Stored items
******************************
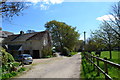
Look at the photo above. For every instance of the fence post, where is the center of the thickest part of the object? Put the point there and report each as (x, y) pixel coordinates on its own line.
(94, 62)
(98, 73)
(106, 69)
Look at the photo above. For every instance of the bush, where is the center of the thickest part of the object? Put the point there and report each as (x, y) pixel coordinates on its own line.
(12, 74)
(16, 64)
(46, 52)
(21, 69)
(65, 51)
(72, 53)
(6, 57)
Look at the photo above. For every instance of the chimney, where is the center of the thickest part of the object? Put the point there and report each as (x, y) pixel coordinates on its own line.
(21, 32)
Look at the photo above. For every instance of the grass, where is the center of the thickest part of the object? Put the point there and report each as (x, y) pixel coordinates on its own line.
(13, 73)
(115, 56)
(88, 71)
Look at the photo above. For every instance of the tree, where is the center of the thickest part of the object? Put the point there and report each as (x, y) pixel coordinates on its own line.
(79, 45)
(105, 33)
(62, 34)
(10, 9)
(114, 24)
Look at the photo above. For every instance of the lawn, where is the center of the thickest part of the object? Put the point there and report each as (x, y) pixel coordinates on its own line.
(88, 71)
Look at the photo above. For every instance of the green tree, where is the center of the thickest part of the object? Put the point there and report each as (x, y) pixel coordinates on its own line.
(10, 9)
(106, 34)
(63, 35)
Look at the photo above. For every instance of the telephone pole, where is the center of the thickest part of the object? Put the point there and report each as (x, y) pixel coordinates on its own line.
(84, 39)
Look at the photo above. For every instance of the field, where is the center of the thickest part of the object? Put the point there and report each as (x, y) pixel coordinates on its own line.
(88, 71)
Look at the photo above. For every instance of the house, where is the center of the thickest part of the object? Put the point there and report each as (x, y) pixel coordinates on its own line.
(3, 35)
(29, 43)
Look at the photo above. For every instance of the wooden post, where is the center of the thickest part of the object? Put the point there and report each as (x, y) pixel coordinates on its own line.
(106, 69)
(94, 62)
(98, 73)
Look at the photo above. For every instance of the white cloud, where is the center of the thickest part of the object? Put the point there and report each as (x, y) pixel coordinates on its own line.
(45, 4)
(46, 1)
(44, 7)
(106, 18)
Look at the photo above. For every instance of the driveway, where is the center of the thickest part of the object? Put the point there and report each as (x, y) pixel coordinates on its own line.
(58, 67)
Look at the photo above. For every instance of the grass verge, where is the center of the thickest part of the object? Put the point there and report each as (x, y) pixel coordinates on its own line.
(89, 72)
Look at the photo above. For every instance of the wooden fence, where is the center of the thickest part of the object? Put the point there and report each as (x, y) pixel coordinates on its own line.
(92, 58)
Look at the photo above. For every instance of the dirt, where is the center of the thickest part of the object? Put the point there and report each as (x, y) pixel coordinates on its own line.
(58, 67)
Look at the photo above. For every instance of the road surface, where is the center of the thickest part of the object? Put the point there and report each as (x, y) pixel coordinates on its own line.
(63, 67)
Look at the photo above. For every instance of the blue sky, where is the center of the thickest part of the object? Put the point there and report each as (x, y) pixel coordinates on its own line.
(82, 15)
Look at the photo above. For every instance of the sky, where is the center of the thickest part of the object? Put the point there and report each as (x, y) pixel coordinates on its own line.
(85, 16)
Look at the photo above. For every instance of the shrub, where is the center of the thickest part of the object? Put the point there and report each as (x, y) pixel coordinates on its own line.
(22, 69)
(46, 52)
(72, 53)
(6, 57)
(65, 51)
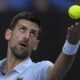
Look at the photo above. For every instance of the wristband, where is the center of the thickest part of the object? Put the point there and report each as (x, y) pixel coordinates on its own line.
(70, 49)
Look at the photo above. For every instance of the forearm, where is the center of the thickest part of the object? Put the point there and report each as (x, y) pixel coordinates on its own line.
(62, 65)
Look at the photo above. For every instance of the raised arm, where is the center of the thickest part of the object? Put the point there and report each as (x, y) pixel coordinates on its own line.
(67, 55)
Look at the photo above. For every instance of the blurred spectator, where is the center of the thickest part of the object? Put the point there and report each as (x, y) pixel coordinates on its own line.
(3, 5)
(41, 5)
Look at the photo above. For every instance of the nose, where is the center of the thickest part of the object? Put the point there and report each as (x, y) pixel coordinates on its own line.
(27, 35)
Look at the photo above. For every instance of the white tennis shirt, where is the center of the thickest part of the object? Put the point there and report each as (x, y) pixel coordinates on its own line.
(26, 70)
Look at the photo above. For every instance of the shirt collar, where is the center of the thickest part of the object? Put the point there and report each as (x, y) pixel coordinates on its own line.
(23, 65)
(20, 67)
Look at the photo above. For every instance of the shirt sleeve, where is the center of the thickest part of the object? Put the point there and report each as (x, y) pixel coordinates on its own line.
(44, 68)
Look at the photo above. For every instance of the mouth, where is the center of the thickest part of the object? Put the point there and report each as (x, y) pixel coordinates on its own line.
(23, 45)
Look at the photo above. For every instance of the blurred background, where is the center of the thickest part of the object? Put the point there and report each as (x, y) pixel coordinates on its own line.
(54, 21)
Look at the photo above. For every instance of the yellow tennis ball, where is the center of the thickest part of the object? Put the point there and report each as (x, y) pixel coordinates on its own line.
(74, 11)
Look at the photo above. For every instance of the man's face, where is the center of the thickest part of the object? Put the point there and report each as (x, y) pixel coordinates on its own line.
(23, 39)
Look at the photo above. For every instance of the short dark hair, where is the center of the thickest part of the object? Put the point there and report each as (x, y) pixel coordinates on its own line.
(27, 15)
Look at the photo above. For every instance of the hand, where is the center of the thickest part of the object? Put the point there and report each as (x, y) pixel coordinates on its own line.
(73, 33)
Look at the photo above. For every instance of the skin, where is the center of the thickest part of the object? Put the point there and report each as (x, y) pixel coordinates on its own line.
(20, 36)
(21, 41)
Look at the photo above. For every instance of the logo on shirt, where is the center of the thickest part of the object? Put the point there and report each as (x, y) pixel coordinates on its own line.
(19, 78)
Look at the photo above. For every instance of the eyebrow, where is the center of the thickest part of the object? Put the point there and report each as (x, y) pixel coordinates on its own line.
(25, 27)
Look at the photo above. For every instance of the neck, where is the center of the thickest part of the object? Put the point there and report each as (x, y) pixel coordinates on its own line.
(11, 62)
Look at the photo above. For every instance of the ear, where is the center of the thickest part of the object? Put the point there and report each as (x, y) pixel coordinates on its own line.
(8, 34)
(36, 45)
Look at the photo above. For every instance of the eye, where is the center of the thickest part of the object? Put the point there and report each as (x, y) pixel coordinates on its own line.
(34, 33)
(22, 29)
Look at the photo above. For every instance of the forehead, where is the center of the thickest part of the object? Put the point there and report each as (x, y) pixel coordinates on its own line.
(27, 24)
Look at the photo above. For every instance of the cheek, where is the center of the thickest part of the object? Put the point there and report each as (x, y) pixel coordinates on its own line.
(33, 42)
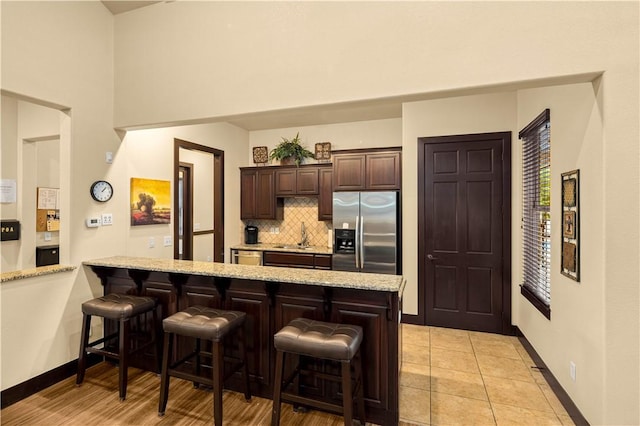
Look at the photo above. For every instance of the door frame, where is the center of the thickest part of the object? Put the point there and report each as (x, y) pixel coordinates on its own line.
(507, 327)
(218, 193)
(187, 208)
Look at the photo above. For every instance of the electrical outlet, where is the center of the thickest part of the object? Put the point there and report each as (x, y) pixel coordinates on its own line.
(107, 219)
(572, 370)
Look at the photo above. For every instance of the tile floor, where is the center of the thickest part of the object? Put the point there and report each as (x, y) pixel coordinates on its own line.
(457, 377)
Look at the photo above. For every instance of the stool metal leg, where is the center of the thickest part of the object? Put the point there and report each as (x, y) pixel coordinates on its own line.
(197, 363)
(245, 365)
(164, 375)
(218, 376)
(360, 384)
(123, 351)
(84, 342)
(277, 389)
(347, 393)
(157, 336)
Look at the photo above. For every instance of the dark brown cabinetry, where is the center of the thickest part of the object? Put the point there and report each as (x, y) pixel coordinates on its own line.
(367, 170)
(257, 198)
(269, 307)
(297, 260)
(325, 194)
(296, 181)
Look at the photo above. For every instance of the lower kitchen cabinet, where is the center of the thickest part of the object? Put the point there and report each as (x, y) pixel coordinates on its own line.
(269, 307)
(296, 260)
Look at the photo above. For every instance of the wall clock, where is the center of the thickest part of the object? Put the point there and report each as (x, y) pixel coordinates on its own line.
(101, 191)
******************************
Directive: Rewrite the rows from the line containing "Look at the photo above. For every instance of the lower" through the end of the rows, replacing "wall clock" with "mantel clock" and leaving everything else unchanged.

Final answer:
Look at the photo above. For every instance of the lower kitchen cabinet, where is the center of the thickest part of the object? Put the point there and report each as (x, y) pixel coordinates on its own line.
(269, 307)
(296, 260)
Look at the photo above. For every instance of the mantel clock, where is the center of the thickest part of the object? Put the point there and report each as (x, y) pixel coordinates on its own line.
(101, 191)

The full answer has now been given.